___ Entries supplied

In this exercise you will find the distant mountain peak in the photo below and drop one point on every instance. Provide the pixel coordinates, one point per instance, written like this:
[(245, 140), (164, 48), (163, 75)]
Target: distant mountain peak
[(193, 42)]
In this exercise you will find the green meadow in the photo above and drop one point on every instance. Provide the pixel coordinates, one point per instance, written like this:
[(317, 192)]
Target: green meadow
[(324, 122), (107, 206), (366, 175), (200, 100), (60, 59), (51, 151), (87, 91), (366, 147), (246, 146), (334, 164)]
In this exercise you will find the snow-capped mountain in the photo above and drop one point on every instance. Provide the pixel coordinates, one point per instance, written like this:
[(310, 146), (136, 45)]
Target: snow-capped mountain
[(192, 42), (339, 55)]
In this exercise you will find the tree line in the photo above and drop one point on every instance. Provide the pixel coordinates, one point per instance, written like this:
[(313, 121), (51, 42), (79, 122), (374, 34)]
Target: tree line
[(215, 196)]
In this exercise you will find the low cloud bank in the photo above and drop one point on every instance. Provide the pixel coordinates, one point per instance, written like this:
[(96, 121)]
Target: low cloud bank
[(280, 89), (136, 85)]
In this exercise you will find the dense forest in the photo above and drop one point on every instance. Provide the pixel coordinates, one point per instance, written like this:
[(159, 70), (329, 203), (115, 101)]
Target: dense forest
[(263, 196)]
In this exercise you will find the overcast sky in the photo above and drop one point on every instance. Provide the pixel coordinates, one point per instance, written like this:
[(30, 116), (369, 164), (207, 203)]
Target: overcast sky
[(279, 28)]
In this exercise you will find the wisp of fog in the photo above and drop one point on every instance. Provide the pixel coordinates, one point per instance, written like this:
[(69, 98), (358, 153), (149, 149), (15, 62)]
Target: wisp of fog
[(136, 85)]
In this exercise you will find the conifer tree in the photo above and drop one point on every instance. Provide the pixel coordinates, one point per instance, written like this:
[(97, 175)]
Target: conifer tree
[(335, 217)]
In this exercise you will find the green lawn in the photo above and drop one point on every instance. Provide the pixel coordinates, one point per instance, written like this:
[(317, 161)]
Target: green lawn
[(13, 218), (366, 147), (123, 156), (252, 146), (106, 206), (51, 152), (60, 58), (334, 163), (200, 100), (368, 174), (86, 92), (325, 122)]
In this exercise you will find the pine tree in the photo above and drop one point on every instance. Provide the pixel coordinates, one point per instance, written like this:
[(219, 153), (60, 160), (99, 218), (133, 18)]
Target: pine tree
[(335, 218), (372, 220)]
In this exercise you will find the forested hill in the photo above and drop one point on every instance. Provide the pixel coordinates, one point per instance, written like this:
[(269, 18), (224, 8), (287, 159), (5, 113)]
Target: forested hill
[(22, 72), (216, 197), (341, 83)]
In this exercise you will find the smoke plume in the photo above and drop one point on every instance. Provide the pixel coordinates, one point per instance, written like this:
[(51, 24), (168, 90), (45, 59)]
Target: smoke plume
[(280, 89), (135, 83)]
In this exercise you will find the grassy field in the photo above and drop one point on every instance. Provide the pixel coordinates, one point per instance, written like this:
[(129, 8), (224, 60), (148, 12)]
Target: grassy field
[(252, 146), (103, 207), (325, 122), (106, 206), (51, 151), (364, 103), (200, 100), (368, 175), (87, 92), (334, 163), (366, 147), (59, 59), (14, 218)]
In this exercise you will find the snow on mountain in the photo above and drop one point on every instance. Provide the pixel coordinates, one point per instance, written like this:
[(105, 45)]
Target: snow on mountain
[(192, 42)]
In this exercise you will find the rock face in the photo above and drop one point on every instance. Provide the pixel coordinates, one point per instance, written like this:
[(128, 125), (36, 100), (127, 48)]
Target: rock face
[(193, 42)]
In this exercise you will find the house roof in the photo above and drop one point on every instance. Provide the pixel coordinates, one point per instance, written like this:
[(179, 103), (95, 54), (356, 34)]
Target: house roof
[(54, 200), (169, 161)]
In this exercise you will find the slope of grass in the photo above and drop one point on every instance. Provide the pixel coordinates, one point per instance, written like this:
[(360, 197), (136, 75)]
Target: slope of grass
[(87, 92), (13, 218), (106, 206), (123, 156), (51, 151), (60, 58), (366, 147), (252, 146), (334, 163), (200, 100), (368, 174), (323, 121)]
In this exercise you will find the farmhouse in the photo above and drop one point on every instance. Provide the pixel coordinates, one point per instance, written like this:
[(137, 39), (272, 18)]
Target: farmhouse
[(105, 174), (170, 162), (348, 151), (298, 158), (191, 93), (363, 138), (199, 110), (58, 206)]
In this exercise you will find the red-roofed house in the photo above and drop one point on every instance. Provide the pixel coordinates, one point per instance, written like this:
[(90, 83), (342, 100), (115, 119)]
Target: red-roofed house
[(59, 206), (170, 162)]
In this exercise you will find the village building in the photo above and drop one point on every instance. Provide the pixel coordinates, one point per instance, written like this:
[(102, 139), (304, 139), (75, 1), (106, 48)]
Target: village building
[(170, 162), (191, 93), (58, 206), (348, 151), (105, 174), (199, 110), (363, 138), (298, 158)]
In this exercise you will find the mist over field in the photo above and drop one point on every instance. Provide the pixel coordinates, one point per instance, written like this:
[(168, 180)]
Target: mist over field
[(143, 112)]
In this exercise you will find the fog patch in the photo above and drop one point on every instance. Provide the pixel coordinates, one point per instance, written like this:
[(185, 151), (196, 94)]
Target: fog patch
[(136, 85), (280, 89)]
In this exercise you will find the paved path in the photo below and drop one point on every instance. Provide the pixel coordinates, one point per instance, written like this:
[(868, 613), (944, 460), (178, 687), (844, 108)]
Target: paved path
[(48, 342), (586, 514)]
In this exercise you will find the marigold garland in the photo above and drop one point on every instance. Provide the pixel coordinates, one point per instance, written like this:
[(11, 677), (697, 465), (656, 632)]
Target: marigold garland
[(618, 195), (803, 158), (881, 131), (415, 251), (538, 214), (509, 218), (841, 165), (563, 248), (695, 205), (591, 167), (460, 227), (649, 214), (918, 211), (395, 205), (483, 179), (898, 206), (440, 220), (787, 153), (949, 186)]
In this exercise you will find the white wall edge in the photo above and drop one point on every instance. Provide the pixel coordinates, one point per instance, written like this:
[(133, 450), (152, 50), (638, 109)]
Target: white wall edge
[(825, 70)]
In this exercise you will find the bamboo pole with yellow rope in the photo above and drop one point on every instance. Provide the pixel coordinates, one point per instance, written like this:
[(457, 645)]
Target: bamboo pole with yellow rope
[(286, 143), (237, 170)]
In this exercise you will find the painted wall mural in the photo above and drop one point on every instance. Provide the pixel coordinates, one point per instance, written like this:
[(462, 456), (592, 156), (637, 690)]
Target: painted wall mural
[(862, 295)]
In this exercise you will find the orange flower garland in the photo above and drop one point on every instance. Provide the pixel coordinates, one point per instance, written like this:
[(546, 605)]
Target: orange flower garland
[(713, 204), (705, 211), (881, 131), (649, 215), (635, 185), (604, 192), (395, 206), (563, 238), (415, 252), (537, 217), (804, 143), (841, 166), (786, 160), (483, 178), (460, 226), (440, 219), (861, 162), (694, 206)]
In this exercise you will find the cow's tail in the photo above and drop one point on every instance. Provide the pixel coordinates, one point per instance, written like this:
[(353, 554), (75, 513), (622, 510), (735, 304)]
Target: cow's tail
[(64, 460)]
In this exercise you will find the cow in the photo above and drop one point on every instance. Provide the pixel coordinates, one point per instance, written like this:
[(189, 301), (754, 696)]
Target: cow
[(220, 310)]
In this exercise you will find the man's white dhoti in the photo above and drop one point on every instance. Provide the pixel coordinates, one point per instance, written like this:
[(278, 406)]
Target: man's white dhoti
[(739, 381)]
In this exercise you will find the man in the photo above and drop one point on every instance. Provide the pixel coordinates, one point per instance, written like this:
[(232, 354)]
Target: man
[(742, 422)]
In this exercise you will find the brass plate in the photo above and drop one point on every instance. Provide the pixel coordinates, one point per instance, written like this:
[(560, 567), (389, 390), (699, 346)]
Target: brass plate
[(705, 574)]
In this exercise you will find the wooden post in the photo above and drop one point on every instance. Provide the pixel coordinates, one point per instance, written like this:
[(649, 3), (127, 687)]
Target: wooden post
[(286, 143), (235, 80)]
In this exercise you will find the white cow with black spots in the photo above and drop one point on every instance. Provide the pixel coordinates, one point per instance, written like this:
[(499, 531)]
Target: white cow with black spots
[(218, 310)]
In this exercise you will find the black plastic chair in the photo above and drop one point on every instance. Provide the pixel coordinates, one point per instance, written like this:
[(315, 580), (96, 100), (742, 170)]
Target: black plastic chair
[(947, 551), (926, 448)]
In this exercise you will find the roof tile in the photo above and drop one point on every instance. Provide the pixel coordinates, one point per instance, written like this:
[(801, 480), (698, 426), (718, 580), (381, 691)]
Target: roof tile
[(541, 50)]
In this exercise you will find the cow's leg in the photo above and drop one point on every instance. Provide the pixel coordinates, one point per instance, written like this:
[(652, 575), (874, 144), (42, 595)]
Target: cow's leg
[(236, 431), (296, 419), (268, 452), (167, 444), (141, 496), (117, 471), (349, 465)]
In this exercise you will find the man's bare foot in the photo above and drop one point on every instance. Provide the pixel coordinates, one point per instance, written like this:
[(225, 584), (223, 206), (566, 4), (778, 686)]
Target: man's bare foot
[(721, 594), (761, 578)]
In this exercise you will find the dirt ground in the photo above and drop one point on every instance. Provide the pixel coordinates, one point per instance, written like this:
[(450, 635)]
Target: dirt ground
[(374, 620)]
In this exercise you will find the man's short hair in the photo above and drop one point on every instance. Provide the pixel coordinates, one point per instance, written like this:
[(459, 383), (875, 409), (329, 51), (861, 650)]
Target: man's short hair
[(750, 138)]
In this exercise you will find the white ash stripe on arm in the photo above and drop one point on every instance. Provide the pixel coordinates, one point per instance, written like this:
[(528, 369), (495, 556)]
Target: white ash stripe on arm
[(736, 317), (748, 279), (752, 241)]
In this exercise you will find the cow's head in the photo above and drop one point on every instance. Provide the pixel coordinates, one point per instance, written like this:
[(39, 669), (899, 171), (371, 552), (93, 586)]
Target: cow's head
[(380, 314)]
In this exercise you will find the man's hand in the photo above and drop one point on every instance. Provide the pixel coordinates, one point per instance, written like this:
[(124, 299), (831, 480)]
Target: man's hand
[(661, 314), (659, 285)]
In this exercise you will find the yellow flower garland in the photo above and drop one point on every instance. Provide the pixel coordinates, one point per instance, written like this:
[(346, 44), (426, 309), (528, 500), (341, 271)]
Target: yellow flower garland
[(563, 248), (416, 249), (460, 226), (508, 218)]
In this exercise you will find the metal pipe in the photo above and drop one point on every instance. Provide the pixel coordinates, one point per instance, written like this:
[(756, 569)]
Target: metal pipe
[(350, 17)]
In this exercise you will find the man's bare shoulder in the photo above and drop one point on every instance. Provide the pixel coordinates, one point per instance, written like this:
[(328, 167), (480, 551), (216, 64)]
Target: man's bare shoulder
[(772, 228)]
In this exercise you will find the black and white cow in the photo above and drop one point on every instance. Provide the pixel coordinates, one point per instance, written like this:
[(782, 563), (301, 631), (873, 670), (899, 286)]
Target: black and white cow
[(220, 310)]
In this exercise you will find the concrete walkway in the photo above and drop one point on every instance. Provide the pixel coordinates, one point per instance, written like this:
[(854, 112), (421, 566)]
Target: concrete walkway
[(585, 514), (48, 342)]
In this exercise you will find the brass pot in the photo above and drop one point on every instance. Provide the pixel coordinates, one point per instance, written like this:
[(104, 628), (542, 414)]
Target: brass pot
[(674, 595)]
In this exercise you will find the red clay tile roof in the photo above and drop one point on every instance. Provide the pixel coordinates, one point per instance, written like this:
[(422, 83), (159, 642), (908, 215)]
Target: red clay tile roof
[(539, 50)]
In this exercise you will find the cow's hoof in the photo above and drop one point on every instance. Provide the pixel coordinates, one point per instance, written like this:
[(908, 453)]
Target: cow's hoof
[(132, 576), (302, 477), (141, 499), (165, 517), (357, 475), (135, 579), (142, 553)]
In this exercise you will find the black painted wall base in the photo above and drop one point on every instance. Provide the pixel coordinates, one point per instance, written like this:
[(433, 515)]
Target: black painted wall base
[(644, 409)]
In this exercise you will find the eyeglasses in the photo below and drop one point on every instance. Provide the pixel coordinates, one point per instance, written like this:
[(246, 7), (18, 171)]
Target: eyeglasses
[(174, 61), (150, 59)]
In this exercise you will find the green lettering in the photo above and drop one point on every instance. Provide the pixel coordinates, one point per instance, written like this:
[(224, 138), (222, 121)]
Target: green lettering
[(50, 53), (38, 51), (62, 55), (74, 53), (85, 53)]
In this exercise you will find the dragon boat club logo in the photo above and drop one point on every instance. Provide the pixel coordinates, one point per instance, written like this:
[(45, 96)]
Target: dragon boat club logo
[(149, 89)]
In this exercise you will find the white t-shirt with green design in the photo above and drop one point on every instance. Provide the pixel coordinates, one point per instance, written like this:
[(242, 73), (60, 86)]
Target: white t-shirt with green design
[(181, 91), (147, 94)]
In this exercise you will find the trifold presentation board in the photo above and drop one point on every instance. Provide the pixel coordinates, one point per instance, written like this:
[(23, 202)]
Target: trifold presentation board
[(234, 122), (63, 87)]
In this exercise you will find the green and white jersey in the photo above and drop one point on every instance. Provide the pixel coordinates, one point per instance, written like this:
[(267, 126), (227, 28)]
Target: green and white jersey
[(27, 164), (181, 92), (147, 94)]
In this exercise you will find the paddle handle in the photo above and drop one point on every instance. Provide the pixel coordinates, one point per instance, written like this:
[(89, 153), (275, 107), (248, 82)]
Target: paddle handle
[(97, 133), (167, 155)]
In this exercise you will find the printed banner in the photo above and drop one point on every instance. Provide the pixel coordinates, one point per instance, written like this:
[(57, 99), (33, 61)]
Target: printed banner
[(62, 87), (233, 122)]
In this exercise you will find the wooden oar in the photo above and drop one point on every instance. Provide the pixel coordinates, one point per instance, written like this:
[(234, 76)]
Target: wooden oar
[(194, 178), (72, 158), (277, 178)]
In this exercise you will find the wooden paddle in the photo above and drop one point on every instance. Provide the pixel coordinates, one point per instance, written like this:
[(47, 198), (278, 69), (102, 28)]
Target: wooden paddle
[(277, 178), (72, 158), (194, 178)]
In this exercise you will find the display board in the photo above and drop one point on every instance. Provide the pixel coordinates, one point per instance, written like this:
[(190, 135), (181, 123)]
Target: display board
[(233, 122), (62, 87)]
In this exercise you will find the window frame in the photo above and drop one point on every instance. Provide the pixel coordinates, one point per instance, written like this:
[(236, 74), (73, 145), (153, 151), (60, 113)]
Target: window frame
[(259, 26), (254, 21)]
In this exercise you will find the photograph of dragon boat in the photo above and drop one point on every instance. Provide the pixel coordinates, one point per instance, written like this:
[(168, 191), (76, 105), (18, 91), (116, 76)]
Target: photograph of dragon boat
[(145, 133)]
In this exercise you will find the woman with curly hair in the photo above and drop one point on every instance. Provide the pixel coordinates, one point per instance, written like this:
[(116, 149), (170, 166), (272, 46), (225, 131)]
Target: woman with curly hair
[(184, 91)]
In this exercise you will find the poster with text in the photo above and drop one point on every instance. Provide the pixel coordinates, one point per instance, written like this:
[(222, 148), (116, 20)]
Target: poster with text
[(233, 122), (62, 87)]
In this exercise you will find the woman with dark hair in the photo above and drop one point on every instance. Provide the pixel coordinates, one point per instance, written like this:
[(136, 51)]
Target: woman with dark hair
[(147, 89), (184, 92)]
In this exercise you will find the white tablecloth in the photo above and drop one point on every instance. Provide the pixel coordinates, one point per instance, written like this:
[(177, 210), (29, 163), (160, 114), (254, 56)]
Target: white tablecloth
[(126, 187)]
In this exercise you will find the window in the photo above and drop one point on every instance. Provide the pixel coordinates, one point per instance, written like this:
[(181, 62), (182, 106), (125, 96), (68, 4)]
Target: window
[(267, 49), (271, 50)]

______

**Given task:** Copy out, unchanged, everything in the listing above from the line containing "In this exercise you will find the snow on" down to the line containing "110), (58, 206)]", with both of those lines included.

**Result for this task:**
In this exercise you will find the snow on mountain in the photo above and drop one point on every instance. Provide the pixel coordinates, one point per instance, written like this:
[(105, 45)]
Target: snow on mountain
[(192, 42)]
In this exercise you will find the rock face in the photo above and drop one point on every instance. Provide the pixel coordinates, one point per instance, written like this:
[(128, 125), (36, 100), (127, 48)]
Target: rock face
[(193, 42)]
In this exercise you will find the house roof in the photo above and drop one point on every instance. Provide the pixel coordinates, one point per instance, written like this:
[(179, 103), (95, 54), (356, 34)]
Target: house roof
[(54, 200), (169, 161)]
In this exercise you will find the slope of grass in the photo above and drop one point on every instance. Provide the pixel coordinates, one point per instance, written like this:
[(360, 197), (136, 75)]
Target: slope of grass
[(87, 92), (13, 218), (106, 206), (123, 156), (51, 151), (60, 58), (366, 147), (252, 146), (334, 163), (200, 100), (368, 174), (323, 121)]
In this exercise you will find the farmhouse in the photo above and drop one point on every instance. Provide the pixel coordinates, one point per instance, written like this:
[(137, 39), (272, 18)]
Target: farmhouse
[(105, 174), (170, 162), (348, 151), (298, 158), (191, 93), (363, 138), (199, 110), (58, 206)]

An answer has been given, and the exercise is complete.